* [Texte proposé]:
═══
Autrices, comédiennes, metteuses en scènes, costumières, créatrices lumière, etc., ces femmes évoluent dans un milieu qui, comme beaucoup, reflète les oppressions systémiques de la société. Dans cette série d’articles, nous voulons célébrer leur travail et vous le faire découvrir.
La première fois que j’ai vu Norah Krief sur scène, c’était en 2007, alors qu’elle interprétait Cordélia et le Fou dans le Roi Lear, de Shakespeare, mis en scène par Jean-François Sivadier. J’ai tout de suite été estomaquée par son talent, complètement happée par son interprétation juste, sensible et forte. Récemment, j’ai eu le plaisir de la rencontrer et je vous livre donc aujourd’hui le premier portrait de cette série.
Norah Krief est actuellement en pleine tournée pour son spectacle Al Atlal, chant pour ma mère. Il raconte l’exil de ses parents, juif·ve·s tunisien·ne·s venu·e·s s’installer en banlieue parisienne dans les années 1970, leurs difficultés à s’intégrer et sa place à elle, difficile, au milieu de tout cela. Elle a rejeté la culture de ses parents et la langue arabe pendant très longtemps.
═══
[Lignes d'un jeu de données de pointage]
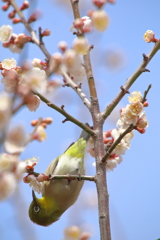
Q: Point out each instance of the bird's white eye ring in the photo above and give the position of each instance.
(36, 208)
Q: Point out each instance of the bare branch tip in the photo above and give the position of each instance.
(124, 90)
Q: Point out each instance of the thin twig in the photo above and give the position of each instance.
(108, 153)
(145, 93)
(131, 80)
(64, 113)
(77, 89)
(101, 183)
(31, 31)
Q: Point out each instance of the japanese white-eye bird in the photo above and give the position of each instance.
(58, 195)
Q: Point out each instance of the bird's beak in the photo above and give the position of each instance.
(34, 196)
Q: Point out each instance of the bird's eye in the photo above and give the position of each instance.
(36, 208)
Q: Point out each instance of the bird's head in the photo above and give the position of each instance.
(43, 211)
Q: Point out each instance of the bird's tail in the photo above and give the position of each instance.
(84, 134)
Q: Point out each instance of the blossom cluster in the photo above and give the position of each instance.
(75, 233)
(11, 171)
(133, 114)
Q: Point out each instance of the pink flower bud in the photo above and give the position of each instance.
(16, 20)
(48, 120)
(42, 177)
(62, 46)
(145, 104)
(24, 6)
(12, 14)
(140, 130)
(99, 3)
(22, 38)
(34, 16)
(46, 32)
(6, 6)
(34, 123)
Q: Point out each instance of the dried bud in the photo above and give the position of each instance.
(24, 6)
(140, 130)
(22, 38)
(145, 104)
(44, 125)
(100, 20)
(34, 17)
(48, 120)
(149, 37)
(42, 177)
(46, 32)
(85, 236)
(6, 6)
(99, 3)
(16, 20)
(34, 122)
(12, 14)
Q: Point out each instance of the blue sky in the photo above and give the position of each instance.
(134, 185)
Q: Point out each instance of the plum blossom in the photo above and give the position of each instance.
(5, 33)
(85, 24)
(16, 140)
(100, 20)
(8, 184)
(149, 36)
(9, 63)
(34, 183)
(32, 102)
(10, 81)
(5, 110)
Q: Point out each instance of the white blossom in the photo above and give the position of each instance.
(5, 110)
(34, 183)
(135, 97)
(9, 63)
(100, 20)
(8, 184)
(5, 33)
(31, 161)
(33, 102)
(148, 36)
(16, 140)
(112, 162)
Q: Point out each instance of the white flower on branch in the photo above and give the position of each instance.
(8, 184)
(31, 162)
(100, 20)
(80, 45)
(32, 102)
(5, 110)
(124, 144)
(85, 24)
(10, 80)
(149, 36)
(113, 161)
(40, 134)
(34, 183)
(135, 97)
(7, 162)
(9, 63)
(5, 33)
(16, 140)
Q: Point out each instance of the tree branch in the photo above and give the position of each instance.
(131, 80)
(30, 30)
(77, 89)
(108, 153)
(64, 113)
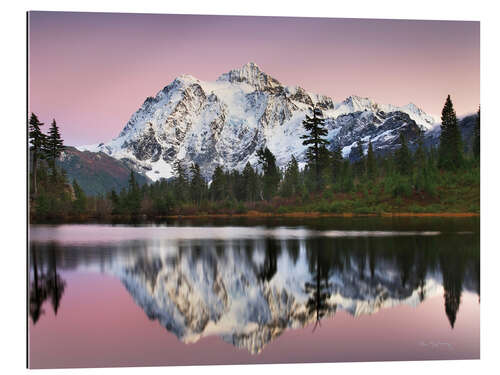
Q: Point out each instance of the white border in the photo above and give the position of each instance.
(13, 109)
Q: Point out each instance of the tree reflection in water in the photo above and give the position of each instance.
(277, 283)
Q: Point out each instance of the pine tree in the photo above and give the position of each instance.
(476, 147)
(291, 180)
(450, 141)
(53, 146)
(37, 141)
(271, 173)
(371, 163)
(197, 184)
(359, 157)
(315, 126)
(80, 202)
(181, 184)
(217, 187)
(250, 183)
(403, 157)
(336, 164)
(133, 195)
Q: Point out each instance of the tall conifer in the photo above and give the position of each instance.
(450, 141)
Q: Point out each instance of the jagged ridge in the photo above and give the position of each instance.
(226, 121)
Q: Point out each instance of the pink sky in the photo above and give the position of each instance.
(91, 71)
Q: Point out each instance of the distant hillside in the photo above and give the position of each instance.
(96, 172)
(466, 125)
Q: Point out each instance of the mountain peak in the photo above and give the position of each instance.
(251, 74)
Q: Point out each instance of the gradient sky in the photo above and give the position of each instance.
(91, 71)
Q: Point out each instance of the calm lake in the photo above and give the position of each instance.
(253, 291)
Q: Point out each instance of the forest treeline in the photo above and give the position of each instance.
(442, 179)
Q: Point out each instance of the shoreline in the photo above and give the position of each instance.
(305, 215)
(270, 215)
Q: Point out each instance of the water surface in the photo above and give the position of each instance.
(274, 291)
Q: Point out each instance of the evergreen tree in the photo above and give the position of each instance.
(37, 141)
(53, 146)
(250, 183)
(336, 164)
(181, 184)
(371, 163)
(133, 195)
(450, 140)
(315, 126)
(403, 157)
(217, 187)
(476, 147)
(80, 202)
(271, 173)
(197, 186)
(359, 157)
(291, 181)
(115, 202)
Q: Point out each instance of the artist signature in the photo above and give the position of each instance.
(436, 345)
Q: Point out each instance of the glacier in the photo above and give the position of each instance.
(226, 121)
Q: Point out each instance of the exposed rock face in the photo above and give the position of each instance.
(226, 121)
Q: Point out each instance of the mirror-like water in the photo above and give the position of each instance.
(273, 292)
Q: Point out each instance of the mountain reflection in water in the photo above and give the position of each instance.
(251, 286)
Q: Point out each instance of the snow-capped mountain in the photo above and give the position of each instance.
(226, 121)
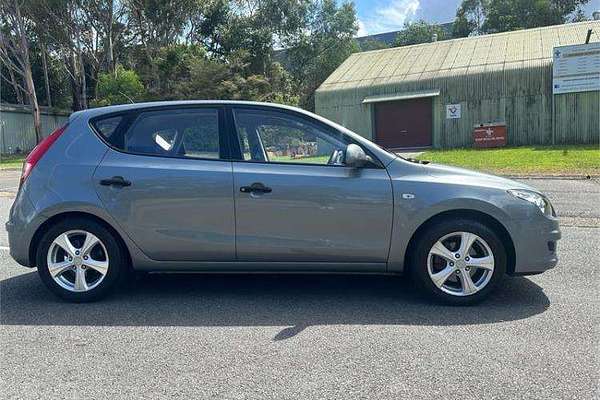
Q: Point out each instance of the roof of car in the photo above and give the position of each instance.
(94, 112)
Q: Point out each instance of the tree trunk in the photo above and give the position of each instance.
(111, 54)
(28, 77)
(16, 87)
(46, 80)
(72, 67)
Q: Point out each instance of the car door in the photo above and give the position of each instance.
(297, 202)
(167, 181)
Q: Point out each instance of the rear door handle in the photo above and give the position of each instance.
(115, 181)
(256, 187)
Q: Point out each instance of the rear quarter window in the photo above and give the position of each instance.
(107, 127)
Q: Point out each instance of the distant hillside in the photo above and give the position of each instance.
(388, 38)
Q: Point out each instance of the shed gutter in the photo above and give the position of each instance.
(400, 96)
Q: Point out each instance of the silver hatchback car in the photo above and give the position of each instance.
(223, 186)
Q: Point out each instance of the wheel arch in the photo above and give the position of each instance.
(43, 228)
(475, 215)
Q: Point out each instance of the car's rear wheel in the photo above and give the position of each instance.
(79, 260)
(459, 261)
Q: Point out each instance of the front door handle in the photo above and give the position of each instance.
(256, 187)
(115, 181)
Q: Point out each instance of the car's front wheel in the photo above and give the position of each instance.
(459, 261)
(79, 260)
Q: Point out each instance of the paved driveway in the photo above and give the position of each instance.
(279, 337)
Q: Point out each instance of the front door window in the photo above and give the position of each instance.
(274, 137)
═══
* [Travail demandé]: Recopiez sans rien modifier le passage du texte proposé qui s'ouvre sur les mots « Norah Krief est » et se referme sur « pendant très longtemps. ». Les enregistrements forment un matériau à part, indépendant du texte proposé.

* [Corrigé]:
Norah Krief est actuellement en pleine tournée pour son spectacle Al Atlal, chant pour ma mère. Il raconte l’exil de ses parents, juif·ve·s tunisien·ne·s venu·e·s s’installer en banlieue parisienne dans les années 1970, leurs difficultés à s’intégrer et sa place à elle, difficile, au milieu de tout cela. Elle a rejeté la culture de ses parents et la langue arabe pendant très longtemps.